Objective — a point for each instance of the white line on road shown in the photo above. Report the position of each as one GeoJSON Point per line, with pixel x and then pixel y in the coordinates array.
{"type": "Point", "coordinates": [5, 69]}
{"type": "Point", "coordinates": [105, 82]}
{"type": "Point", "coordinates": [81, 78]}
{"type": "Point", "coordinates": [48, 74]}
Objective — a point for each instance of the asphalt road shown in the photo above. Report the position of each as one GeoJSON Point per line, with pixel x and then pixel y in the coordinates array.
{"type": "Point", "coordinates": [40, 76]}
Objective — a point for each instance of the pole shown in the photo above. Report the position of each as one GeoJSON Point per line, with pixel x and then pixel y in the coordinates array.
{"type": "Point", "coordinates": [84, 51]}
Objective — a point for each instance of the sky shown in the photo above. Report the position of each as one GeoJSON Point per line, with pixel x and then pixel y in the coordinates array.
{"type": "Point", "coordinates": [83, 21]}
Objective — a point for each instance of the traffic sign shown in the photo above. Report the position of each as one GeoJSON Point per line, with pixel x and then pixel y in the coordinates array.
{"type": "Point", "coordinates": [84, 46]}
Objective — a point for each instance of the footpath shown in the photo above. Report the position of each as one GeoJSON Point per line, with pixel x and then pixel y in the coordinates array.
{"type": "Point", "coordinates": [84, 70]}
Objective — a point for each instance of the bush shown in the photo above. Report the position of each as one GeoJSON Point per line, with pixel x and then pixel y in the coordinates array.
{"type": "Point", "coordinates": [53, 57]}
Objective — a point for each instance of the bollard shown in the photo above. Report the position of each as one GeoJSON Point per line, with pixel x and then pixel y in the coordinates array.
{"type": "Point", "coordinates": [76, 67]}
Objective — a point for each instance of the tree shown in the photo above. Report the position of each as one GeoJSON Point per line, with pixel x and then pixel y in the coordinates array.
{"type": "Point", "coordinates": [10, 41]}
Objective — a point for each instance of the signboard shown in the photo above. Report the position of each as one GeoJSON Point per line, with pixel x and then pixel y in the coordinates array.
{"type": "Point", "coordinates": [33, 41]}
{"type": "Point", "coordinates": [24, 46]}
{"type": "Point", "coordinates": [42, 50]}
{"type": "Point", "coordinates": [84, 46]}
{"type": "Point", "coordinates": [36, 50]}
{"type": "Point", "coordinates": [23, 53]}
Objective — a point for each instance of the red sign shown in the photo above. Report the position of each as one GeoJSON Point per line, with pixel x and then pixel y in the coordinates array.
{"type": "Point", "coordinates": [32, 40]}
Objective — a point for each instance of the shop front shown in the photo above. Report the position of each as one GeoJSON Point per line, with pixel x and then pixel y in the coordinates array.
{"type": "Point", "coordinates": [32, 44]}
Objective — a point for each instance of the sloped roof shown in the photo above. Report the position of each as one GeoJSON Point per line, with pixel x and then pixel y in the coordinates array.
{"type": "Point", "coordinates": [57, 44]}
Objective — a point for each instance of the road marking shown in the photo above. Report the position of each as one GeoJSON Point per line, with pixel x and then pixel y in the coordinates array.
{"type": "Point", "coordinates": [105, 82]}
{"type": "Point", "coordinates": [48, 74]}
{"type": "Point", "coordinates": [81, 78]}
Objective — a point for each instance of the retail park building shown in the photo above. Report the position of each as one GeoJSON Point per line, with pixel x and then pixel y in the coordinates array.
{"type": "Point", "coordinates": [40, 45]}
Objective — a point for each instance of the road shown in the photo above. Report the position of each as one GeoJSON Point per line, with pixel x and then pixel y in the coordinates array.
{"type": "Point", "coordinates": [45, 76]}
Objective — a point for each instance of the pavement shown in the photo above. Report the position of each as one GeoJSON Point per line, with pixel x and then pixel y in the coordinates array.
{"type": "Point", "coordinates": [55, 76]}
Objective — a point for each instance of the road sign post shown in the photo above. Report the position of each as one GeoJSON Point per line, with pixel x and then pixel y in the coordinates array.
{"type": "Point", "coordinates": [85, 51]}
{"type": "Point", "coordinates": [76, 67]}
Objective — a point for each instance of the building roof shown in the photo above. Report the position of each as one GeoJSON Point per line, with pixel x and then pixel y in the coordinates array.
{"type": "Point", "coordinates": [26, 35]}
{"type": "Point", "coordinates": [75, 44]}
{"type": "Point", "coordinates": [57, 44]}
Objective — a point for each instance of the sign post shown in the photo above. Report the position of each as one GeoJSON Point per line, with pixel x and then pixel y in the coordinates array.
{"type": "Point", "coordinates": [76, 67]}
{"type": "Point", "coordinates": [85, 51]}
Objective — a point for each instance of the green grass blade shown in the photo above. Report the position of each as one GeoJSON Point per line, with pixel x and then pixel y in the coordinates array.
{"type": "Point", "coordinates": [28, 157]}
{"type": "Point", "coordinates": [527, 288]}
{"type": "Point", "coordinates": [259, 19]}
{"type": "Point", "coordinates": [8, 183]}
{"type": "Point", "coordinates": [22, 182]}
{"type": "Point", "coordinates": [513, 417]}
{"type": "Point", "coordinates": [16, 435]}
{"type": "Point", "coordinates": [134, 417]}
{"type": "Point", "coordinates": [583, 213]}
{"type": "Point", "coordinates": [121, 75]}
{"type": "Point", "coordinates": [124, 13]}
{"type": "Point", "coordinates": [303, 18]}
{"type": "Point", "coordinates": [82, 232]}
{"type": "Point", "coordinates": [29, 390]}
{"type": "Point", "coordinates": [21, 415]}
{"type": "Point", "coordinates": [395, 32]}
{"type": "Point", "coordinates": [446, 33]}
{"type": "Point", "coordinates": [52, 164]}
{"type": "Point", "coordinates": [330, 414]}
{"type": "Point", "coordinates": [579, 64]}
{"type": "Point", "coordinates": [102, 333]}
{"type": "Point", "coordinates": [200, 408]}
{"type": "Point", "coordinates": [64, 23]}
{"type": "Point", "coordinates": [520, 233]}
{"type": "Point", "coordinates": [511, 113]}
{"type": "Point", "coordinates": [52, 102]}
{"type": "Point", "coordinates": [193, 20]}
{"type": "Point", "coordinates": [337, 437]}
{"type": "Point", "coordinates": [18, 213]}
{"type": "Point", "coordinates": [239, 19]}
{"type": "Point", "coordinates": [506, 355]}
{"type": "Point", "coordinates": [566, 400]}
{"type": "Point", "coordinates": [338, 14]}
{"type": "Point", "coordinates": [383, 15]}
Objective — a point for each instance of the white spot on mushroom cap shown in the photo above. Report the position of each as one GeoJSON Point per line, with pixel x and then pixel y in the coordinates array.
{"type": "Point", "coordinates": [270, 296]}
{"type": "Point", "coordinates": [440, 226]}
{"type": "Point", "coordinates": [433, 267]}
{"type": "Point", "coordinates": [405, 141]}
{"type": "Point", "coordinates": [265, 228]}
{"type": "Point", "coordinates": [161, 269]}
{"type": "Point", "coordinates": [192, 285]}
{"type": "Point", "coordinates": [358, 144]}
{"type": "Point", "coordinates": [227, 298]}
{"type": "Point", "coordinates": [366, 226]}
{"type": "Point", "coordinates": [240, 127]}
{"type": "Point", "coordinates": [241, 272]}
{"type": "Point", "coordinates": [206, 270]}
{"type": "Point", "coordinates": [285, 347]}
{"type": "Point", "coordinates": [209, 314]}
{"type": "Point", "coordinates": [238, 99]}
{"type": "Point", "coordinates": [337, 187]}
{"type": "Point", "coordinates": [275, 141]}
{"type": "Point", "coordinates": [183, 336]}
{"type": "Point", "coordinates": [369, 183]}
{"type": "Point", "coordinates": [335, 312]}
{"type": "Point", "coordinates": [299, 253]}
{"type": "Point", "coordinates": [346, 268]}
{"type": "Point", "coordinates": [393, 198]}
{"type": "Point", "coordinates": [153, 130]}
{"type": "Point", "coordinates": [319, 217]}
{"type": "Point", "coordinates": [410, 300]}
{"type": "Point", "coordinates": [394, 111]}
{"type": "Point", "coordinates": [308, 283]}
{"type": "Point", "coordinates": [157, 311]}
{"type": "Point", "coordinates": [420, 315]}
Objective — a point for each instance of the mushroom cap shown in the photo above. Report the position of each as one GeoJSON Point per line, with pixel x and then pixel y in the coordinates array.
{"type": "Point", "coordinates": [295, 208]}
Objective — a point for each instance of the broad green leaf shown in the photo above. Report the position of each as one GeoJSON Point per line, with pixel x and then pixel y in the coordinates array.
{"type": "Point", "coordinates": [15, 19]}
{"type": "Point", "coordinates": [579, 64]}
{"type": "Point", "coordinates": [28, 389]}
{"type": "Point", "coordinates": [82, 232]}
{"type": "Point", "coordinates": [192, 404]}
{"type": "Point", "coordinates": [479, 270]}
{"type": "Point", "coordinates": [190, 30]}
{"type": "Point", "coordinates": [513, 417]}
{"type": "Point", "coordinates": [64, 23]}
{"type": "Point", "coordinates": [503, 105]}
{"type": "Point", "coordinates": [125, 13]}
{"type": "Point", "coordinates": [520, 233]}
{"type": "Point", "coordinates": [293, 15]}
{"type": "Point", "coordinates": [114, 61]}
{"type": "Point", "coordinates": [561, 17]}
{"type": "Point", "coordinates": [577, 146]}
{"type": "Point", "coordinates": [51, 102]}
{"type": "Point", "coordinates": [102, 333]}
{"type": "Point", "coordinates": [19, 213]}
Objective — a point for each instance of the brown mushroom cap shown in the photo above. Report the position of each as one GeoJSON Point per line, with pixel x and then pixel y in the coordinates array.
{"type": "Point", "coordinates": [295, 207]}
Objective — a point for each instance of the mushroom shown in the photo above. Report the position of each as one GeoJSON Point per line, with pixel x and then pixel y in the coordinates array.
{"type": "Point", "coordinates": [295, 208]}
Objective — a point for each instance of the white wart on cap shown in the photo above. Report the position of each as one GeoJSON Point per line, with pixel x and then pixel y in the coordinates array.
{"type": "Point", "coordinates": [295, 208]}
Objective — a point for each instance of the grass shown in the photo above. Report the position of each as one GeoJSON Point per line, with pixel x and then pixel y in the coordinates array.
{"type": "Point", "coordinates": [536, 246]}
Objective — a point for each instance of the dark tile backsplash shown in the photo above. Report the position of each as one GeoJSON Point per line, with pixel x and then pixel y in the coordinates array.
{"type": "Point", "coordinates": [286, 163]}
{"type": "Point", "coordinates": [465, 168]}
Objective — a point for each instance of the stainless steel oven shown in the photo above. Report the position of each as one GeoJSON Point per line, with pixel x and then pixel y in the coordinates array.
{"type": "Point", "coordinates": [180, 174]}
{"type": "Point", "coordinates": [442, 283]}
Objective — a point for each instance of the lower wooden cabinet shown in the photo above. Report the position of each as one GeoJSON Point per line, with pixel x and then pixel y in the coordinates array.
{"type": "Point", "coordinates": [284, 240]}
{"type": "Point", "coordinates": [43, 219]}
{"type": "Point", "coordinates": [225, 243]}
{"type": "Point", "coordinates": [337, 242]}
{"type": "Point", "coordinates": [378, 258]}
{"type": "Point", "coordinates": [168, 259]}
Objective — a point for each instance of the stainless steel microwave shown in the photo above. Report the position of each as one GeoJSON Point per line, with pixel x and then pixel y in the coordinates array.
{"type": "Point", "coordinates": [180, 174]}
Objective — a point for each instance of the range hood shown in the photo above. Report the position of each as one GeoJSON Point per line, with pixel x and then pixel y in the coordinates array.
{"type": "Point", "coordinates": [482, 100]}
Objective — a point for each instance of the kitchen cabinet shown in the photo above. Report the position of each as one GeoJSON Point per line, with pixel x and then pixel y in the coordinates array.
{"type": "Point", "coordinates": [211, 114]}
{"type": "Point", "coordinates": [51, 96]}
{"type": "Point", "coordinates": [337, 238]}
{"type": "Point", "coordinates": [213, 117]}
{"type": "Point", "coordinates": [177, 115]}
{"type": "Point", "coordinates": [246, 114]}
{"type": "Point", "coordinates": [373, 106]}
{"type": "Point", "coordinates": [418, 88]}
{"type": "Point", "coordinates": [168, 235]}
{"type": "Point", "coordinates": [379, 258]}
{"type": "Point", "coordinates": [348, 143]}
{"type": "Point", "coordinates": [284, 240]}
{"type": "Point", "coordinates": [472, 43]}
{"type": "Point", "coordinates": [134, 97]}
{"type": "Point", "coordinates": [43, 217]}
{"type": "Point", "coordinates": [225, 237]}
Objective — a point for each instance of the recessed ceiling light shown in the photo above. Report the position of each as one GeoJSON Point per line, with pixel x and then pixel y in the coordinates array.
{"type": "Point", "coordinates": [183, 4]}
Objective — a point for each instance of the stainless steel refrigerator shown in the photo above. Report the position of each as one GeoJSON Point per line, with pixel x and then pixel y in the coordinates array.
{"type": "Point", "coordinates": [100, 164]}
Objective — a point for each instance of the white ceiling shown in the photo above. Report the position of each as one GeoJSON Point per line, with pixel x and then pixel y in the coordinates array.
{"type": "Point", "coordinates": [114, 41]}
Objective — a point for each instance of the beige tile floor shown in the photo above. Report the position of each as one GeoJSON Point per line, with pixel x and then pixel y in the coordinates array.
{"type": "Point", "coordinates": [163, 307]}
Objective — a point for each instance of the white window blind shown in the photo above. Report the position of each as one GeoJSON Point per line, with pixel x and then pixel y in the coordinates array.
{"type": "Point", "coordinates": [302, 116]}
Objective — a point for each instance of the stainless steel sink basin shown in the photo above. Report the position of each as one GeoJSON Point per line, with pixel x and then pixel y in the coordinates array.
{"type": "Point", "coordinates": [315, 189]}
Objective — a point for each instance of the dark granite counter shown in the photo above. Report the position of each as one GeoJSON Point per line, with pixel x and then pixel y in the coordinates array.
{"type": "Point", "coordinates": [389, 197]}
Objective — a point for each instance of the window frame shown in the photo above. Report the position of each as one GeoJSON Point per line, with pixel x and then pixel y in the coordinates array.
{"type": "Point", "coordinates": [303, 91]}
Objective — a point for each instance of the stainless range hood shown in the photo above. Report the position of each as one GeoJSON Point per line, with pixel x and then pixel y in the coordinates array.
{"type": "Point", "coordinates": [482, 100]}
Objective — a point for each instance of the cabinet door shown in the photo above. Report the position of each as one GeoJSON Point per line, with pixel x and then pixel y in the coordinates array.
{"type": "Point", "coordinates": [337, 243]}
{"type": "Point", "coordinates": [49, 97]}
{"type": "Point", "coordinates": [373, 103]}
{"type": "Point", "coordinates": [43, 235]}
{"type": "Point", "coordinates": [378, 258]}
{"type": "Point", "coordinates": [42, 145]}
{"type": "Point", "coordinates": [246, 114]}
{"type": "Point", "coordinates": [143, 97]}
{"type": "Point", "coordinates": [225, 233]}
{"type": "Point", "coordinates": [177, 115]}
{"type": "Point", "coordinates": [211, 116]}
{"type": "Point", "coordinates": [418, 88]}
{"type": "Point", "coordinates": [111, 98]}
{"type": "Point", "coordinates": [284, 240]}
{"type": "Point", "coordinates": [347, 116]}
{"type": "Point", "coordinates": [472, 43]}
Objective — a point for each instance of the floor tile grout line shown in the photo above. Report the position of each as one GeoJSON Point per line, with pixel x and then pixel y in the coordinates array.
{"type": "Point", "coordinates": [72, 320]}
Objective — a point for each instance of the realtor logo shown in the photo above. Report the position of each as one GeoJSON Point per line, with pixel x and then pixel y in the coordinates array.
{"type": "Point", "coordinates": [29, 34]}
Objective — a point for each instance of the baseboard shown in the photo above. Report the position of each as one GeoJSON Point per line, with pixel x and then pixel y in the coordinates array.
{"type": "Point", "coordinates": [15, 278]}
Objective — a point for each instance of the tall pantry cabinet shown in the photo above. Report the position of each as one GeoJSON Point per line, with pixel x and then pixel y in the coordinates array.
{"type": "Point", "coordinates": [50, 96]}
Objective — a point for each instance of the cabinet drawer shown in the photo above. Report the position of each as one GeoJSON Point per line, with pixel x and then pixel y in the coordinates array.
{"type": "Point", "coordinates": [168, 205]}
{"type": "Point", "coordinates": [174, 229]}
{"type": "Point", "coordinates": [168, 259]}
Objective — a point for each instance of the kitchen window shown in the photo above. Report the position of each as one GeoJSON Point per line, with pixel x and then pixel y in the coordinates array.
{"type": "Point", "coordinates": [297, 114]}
+++
→ Requirement: Starting at the line in the records above that contains "Objective — a point for each instance of the cabinet drawer", output every line up to and including the last one, with nothing added.

→ Result for this task:
Objective — a point for each instance of the cabinet drawer shown in the photo above. Report the position of each as one GeoJSON Point per line, with pixel x and then pixel y in the coordinates array.
{"type": "Point", "coordinates": [168, 205]}
{"type": "Point", "coordinates": [174, 229]}
{"type": "Point", "coordinates": [168, 259]}
Objective — a point for each instance of the kitchen window shown in the photo above. Report the position of each as one GeoJSON Point per line, with pixel x and then pixel y in the coordinates array.
{"type": "Point", "coordinates": [297, 114]}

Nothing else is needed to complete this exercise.